**Problem requirements**:
Print every one of the records verbatim, omitting nothing.

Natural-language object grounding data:

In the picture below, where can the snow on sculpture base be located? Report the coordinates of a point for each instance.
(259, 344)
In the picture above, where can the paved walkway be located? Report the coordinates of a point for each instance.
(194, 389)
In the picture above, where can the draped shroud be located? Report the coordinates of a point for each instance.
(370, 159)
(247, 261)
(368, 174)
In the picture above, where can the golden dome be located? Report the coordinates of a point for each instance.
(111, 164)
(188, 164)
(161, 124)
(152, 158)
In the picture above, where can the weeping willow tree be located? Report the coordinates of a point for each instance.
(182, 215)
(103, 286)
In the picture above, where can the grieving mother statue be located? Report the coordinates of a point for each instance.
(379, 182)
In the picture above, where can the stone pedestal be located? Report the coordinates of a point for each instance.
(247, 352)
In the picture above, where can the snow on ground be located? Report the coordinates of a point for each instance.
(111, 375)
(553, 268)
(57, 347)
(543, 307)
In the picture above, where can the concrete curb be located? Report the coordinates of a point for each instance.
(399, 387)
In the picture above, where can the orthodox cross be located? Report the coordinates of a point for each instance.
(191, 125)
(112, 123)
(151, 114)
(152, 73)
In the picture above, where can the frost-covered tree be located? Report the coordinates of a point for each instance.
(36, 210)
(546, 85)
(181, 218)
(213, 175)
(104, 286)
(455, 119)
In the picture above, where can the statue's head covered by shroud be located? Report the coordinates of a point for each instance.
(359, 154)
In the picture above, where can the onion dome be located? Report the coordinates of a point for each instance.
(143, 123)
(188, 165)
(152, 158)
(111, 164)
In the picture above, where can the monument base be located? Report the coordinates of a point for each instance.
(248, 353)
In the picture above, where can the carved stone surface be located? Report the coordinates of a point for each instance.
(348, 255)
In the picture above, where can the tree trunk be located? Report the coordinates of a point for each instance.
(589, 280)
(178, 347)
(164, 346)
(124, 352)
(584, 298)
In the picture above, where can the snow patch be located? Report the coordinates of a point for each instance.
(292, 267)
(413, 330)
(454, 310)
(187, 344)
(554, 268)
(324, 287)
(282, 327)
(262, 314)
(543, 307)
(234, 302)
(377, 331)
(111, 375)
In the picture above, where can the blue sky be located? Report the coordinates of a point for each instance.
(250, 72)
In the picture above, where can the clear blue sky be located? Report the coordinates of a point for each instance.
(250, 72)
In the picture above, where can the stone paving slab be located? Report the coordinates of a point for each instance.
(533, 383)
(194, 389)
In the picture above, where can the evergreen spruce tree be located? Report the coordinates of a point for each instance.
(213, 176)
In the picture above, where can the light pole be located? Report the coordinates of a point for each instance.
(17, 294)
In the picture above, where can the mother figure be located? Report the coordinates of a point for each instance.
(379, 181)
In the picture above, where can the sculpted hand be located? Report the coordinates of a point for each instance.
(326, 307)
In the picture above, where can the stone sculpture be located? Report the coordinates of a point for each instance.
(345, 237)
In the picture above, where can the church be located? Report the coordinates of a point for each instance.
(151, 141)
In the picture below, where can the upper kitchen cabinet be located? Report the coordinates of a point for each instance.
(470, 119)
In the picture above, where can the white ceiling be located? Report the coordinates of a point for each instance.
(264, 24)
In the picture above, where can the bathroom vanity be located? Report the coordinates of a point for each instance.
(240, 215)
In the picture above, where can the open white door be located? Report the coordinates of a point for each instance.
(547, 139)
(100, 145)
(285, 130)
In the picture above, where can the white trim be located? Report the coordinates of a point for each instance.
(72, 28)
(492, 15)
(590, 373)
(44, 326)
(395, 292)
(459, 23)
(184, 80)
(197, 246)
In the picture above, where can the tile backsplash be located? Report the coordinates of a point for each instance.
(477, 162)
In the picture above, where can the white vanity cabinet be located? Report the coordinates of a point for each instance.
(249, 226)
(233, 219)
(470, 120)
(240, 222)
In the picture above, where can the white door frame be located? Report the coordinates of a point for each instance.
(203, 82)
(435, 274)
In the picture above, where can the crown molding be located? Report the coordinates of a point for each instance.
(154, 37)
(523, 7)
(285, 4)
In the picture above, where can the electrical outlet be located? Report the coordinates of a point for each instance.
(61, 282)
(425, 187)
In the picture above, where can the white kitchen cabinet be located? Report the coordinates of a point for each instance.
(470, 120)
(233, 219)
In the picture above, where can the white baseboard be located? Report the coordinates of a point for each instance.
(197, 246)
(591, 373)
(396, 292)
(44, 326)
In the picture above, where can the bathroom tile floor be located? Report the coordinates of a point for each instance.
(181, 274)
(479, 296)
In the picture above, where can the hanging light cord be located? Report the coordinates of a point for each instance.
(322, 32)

**Answer space**:
In the picture below, where can the snow on sculpture base be located? Report the coordinates of a point for each instance.
(259, 344)
In the picture above, where can the paved walkway be located? Report the coordinates of a point for each instance.
(194, 389)
In the picture above, where can the draped shroud be located? Report the coordinates of a point for each instance.
(370, 159)
(247, 261)
(368, 174)
In the picture above, where can the golden dome be located? Report the coordinates of a point for each instance.
(111, 164)
(188, 164)
(161, 124)
(152, 158)
In the picture above, where can the weeping willow tree be located? Report the coordinates of a point for each instance.
(182, 215)
(103, 286)
In the picture above, where can the grieving mother statue be located? Report the coordinates of a point for each instance.
(379, 182)
In the picture above, where can the stone pedestal be located? Report the coordinates of a point for each instance.
(247, 352)
In the picture above, where can the snow on ground be located? Report the coordinates of a point for each instance.
(111, 375)
(553, 268)
(57, 347)
(543, 307)
In the picture above, where can the concrete curb be located? Report the coordinates of a point for each instance.
(399, 387)
In the picture above, where can the orthodox cross be located? Report the coordinates of a point for each instance.
(191, 125)
(112, 123)
(151, 114)
(152, 73)
In the picture above, where can the frost-covered tree be located? Report the coordinates of a point for each instance.
(36, 210)
(546, 85)
(181, 218)
(213, 175)
(104, 286)
(455, 119)
In the picture above, where can the statue's head covered by shroud be located? Report the coordinates of a point for each instance.
(359, 154)
In the picture above, where can the onion dome be located? Report the coordinates of a point for each instance.
(143, 123)
(188, 165)
(152, 158)
(111, 164)
In the picture above, where can the monument base be located? Report the coordinates of a point for each instance.
(248, 353)
In the picture above, where can the carved stone surface be located? Report the coordinates of a point for each instance.
(348, 255)
In the picture above, where can the tree trunk be located? Report the coordinates of a point for each instance.
(589, 280)
(178, 347)
(164, 346)
(124, 352)
(584, 298)
In the picture above, where can the snow patch be located? Report the coordinates of a point for each instance.
(292, 267)
(413, 330)
(454, 310)
(187, 344)
(554, 268)
(324, 287)
(282, 327)
(262, 314)
(543, 307)
(234, 302)
(377, 331)
(111, 375)
In the picture above, where can the blue sky be located? Report the coordinates of a point for each instance.
(250, 72)
In the picture above, where can the clear blue sky be located? Report the coordinates of a point for each instance.
(250, 72)
In the picture above, where can the stone paving slab be located? Report the coordinates of a point for each instance.
(533, 383)
(194, 389)
In the picture above, where can the evergreen spruce tree be located? Report the coordinates of a point for each instance.
(213, 176)
In the picture above, where can the light pole be located? Report the coordinates of a point for each instance.
(17, 294)
In the picture above, where can the mother figure be located? Report the coordinates of a point for each instance.
(379, 181)
In the picture above, where can the sculpted hand be located? Report the coordinates of a point for each instance.
(326, 307)
In the picture above, where can the stone sculpture be located? Report the coordinates of a point for each instance.
(345, 237)
In the picture above, where can the church be located? Report the coordinates of a point for each instance.
(151, 141)
In the picture below, where can the upper kitchen cabinet be located? Report the coordinates of a point for each instance.
(470, 119)
In the picture above, where can the white ceiling be located? Report the coordinates of a point for each instance.
(264, 24)
In the picture above, where can the bathroom vanity be located? Report the coordinates of a point for each instance.
(240, 215)
In the picture above, where can the open white door be located? Report the coordinates of a point for each instance.
(547, 139)
(100, 145)
(285, 130)
In the picture above, where can the white trim be located? Report the coordinates of a point for each instance.
(72, 28)
(492, 15)
(590, 373)
(44, 326)
(395, 292)
(459, 23)
(184, 80)
(197, 246)
In the picture above, where can the tile backsplash be located? Report the coordinates of a point for each instance.
(477, 162)
In the picture above, where can the white vanity cabinet be located? Report the coordinates of a point for each instance.
(249, 226)
(233, 219)
(470, 120)
(240, 222)
In the picture above, where can the white door frame be located? Report the coordinates of a point for each instance.
(203, 82)
(435, 274)
In the picture above, where can the crown molding be located? Report the coordinates of a point for each instance.
(154, 37)
(523, 7)
(285, 4)
In the picture above, where can the electrical outlet be located? Report the coordinates of a point for each instance.
(61, 282)
(425, 187)
In the picture above, where can the white kitchen cabinet be located? Report the coordinates of a point for each instance.
(470, 120)
(233, 219)
In the picture above, where can the white baseboard be located? Report the coordinates of a point for each instance.
(197, 246)
(591, 373)
(396, 292)
(44, 326)
In the picture above, where can the bathroom tile floor be located? Report the coordinates of a point for each instance.
(181, 274)
(479, 296)
In the picture above, where can the hanging light cord be located? Report the coordinates of a point for each instance.
(322, 32)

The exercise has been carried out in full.